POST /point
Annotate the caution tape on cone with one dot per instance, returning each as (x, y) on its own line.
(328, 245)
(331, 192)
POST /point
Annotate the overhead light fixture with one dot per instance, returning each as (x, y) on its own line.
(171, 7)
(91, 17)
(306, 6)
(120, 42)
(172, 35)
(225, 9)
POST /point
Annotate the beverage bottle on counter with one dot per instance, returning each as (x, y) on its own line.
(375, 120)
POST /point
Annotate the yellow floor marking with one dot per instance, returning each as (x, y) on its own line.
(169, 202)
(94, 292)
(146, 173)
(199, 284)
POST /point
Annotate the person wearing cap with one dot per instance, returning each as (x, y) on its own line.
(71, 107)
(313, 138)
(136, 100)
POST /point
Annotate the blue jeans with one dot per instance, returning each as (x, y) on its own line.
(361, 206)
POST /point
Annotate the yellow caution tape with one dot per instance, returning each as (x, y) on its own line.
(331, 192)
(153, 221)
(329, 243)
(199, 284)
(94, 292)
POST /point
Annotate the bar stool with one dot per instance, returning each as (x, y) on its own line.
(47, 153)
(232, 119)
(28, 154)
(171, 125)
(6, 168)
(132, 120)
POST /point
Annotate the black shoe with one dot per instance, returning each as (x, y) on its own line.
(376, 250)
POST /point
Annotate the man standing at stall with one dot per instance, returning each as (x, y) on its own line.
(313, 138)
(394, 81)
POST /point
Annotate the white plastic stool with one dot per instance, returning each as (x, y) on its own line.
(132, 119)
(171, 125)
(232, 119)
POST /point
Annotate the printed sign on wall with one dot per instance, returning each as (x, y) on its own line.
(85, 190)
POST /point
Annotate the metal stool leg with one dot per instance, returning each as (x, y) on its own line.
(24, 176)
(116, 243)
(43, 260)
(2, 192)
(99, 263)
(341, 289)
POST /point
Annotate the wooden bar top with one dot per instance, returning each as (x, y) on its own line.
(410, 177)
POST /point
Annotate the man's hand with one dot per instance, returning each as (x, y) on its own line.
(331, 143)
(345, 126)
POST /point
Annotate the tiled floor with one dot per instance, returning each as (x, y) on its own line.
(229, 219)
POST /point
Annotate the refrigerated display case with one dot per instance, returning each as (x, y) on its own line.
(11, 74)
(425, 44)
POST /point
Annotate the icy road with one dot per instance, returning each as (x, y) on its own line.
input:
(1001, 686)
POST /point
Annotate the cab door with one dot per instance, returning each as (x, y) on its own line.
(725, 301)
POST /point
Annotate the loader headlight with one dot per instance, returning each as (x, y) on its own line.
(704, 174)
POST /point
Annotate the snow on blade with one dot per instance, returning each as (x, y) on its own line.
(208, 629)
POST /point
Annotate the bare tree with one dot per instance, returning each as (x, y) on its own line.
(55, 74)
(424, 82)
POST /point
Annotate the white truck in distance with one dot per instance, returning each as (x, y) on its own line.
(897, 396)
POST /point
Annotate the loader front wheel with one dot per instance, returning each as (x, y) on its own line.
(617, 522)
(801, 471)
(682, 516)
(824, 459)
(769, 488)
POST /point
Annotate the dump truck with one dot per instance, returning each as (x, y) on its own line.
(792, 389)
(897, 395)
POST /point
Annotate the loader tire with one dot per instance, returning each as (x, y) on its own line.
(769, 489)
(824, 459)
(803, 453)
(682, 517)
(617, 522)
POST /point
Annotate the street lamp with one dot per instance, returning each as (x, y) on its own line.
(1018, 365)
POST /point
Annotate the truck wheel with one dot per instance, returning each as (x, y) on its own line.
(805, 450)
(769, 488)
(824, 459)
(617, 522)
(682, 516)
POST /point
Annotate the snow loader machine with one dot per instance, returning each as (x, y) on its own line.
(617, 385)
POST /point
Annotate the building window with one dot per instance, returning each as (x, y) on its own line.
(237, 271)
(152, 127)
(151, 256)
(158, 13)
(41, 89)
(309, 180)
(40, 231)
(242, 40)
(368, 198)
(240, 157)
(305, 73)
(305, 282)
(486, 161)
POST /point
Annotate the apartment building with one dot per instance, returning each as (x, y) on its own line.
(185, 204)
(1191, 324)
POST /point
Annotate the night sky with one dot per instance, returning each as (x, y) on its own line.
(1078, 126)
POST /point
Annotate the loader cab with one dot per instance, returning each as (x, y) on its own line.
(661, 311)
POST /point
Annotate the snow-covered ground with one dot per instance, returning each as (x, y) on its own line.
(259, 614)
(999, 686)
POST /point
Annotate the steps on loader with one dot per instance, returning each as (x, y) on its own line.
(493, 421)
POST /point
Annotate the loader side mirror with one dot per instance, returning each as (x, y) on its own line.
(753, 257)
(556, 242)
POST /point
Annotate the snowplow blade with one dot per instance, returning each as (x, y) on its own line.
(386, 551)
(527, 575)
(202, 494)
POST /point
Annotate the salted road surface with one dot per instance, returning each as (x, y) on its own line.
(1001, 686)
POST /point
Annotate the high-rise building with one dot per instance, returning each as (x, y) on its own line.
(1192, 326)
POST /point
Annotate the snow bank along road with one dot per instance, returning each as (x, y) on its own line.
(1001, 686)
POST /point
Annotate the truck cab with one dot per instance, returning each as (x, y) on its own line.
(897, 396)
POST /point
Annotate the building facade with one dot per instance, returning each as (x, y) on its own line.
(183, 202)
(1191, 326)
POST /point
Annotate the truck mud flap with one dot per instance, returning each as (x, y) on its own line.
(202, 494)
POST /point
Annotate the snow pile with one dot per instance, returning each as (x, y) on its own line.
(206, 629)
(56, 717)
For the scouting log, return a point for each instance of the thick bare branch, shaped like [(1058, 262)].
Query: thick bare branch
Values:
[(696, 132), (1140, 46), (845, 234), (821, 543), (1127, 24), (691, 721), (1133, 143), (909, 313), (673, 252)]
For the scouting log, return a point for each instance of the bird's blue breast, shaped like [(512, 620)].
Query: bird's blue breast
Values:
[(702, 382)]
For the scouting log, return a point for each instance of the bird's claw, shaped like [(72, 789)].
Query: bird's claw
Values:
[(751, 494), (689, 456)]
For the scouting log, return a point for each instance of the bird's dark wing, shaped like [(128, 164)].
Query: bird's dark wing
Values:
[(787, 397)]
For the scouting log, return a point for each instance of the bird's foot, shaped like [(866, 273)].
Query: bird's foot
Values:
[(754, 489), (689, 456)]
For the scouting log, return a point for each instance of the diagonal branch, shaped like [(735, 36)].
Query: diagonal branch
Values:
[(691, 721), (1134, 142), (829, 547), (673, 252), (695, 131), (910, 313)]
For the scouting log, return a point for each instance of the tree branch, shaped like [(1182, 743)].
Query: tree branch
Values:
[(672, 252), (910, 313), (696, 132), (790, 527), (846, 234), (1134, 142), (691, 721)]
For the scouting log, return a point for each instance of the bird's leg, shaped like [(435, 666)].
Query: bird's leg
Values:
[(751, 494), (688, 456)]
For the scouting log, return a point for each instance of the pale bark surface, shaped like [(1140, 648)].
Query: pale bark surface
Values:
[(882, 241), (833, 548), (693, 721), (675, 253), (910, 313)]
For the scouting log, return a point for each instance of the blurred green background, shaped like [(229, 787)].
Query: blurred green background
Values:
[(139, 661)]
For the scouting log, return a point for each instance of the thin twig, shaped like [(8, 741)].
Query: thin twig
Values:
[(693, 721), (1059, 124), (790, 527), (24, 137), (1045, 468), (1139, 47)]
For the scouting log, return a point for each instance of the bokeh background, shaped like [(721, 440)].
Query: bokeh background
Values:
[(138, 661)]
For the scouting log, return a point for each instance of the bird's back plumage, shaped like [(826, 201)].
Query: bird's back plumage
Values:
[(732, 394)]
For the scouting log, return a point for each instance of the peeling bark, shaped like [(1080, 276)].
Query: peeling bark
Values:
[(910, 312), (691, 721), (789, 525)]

********

▶ **Exercise directions**: Word for word, set down each line of the material.

▶ **The answer**:
POST /point
Annotate the caution tape on cone with one dot per instance, returning each as (x, y) on its own line.
(328, 245)
(331, 192)
POST /point
Annotate the overhead light fixture with one dot per instance, returning each as (x, y) on its own line.
(171, 7)
(91, 17)
(306, 6)
(120, 42)
(172, 35)
(225, 9)
POST /point
Annotate the beverage bottle on counter with one dot per instance, returning each as (x, y) on its own line.
(375, 120)
POST /point
Annotate the yellow floor marking with one dot per instance, returning each as (x, y) on its own line.
(169, 202)
(94, 292)
(146, 173)
(199, 284)
POST /point
Annotate the person wearing cap with one dot per instance, returning each as (x, y) on its own line.
(71, 107)
(313, 138)
(136, 100)
POST /point
Annotate the blue jeans with one dot per instance, returning each as (x, y) on its own line.
(361, 206)
POST /point
Annotate the yellow caution tape with one dot per instance, returning each as (x, y) on its own line.
(331, 192)
(153, 221)
(329, 243)
(199, 284)
(94, 292)
POST /point
Annotate the bar stool with one dot per instance, returning each as (x, y) on its own line.
(47, 153)
(232, 119)
(28, 154)
(171, 125)
(6, 168)
(132, 120)
POST /point
Annotate the black shoe with one dot per instance, returning each as (x, y) on its own line.
(376, 250)
POST /point
Annotate the man standing at stall with one dot per instance, returning each as (x, y) on its own line.
(313, 138)
(394, 81)
POST /point
Annotate the white plastic stool with one dot per instance, returning each as (x, y) on its own line.
(132, 119)
(171, 125)
(232, 119)
POST /point
Annotate the printed sign on wall with one dot per instance, returning each as (x, y) on its own line.
(85, 190)
POST /point
Annotate the metal stool leg with one dot per instance, returning each as (x, y) on its own line.
(24, 176)
(116, 243)
(43, 260)
(2, 192)
(99, 263)
(341, 289)
POST /point
Annotate the wooden bar top with one dot per instance, returning each as (x, y) on its own line.
(410, 177)
POST /point
Annotate the man's hand with one dot per instance, returning each as (x, y) on its own line.
(331, 143)
(345, 126)
POST /point
Annotate the tiled floor with one dot per instance, returning each as (x, y) on its own line.
(229, 219)
POST /point
Annotate the refrigerated display case with one dot per instance, returning each as (x, y) on its own line.
(11, 74)
(425, 44)
POST /point
Annotate the icy road with one dot per instance, returning each as (x, y) on its own line.
input:
(1001, 686)
POST /point
Annotate the cab door with one dot per instance, returning each as (x, y) on its own line.
(725, 301)
POST /point
Annotate the loader headlight with one dot per instance, returning each as (x, y) on its own line.
(704, 174)
POST /point
Annotate the snow on blade with one dot per instance, returning each as (x, y) on its own line.
(208, 629)
POST /point
Annotate the bare tree with one dot per instance, returning each as (x, y) on its own line.
(55, 74)
(424, 82)
POST /point
Annotate the white truck in distance with one dot per instance, returning each as (x, y) on its own line.
(897, 396)
POST /point
Annotate the loader front wheel with one dot per instance, returning each as (x, y) on its own line.
(617, 522)
(801, 471)
(682, 516)
(824, 459)
(769, 488)
POST /point
Annotate the dump truck with one dot per instance, returning each as (x, y) on its own line.
(792, 389)
(897, 395)
POST /point
Annotate the loader tire with one dot per instance, returning each as (x, y) on its own line.
(769, 489)
(824, 459)
(803, 453)
(682, 517)
(617, 522)
POST /point
Annotate the street lamp with one dot per instance, returning each as (x, y) on its own line.
(1018, 365)
POST /point
Annotate the truck wheel with one dot per instance, returning each as (x, y) on its own line.
(805, 450)
(769, 488)
(824, 459)
(617, 522)
(682, 516)
POST /point
Annotate the snow loader machine with one dot per instance, returning each as (x, y) on its own line.
(617, 385)
POST /point
Annotate the building window with one dot per instance, returning each as (x, y) on its own line.
(237, 271)
(152, 127)
(151, 256)
(158, 13)
(41, 89)
(309, 180)
(40, 231)
(242, 40)
(368, 198)
(240, 157)
(305, 73)
(305, 282)
(486, 161)
POST /point
Annotate the apartment building with one dot per instance, returning each as (x, y) on its own line.
(185, 204)
(1191, 324)
POST /point
Annotate the night sky with one dot per instance, returning each as (x, y) on its own line.
(1078, 126)
POST /point
Annotate the loader cab with one dot per instance, returning each as (x, y) on its own line.
(661, 311)
POST /point
Annotate the snow-covered ground with one dot per instance, returning each as (x, y) on its own line.
(259, 614)
(999, 686)
POST /point
Annotate the steps on loader with one dot per instance, returning each as (x, y) on its own line.
(493, 421)
POST /point
Annotate the loader side mirror with one dot per instance, returning each as (x, y) on its own line.
(753, 257)
(556, 242)
POST /point
Annotate the snowplow blade with one dot per instance, returning each as (x, y) on its own line.
(386, 551)
(527, 575)
(202, 494)
POST /point
Annotate the salted road surface with one dot per instance, returning each as (x, y) on its own line.
(1001, 686)
POST /point
Annotate the high-rise building with one dot per instance, returning each as (x, y) on its own line.
(1192, 326)
POST /point
Annotate the snow bank along road with one dot per instance, returning each as (x, y) on its own line.
(1001, 686)
POST /point
Annotate the truck cab with one dot per instance, returning each as (x, y) on its own line.
(897, 396)
POST /point
Annotate the building facade with one dot per instance, returning each as (x, y) on its own line.
(183, 202)
(1191, 326)
POST /point
Annotate the truck mud flap with one dot per instance, returning each as (x, y) on its own line.
(202, 494)
POST /point
Annotate the snow pile with one dot per instance, returning each as (x, y) on its own line.
(206, 629)
(56, 717)
For the scouting log, return a point for each instance of the thick bare branch, shaped like [(1058, 262)].
Query: thick bare branch
Values:
[(696, 132), (1140, 46), (845, 234), (821, 543), (1127, 24), (691, 721), (1133, 143), (909, 313), (673, 252)]
For the scouting log, return a point for each instance of the bird's blue breast, shaped like [(512, 620)].
Query: bird's blue breast
Values:
[(702, 382)]
For the scouting log, return a point for each instance of the bird's claw, shaped like [(72, 789)].
Query: bird's claw
Values:
[(751, 494), (689, 456)]
For the scouting log, return a point for each instance of the bird's dark wing, shaped like [(128, 164)].
Query: bird's dark wing
Values:
[(787, 397)]
For the scouting log, return a point for each instance of the bird's foot, shaped like [(866, 273)].
Query: bird's foot
Values:
[(754, 489), (689, 456)]
For the scouting log, return a point for each instance of the diagonal branch, shaped like [(735, 36)].
Query: diagonal branch
Values:
[(691, 721), (1134, 142), (829, 547), (673, 252), (695, 131), (910, 313)]
For the scouting log, return a point for each instance of the tree branch, shaped like [(1182, 743)].
Query: tree branch
Values:
[(672, 252), (910, 313), (696, 132), (790, 527), (846, 234), (1134, 142), (691, 721)]
For the scouting log, return a point for each instance of the bird's leg, shaped like [(435, 666)].
Query: bird's leg
Values:
[(751, 494), (688, 456)]
For the scouting log, return a point for each instance of the pale bark surface, shaped like [(1140, 648)].
Query: pale bark surface
Values:
[(882, 241), (833, 548), (693, 721), (675, 253), (910, 313)]
For the scouting log, return a point for each instance of the blurred green background, shaped like [(229, 787)].
Query: blurred green background
Values:
[(139, 661)]
For the scouting log, return a point for each instance of the thin twig, shaped like [(8, 741)].
Query: thin twig
Values:
[(693, 721), (1059, 124), (790, 527), (24, 137), (1045, 468), (1139, 47)]
For the scouting log, return a point for each instance of the bokeh background, shaped like [(721, 440)].
Query: bokeh background
Values:
[(138, 661)]
For the scouting log, return a point for each instance of the bird's back plumage, shaped like [(826, 201)].
Query: bird's back plumage
Values:
[(732, 394)]
For the scouting log, return a point for each instance of the peeling bark, shaped like [(1080, 276)].
Query: peeling bark
Values:
[(910, 312), (691, 721), (789, 525)]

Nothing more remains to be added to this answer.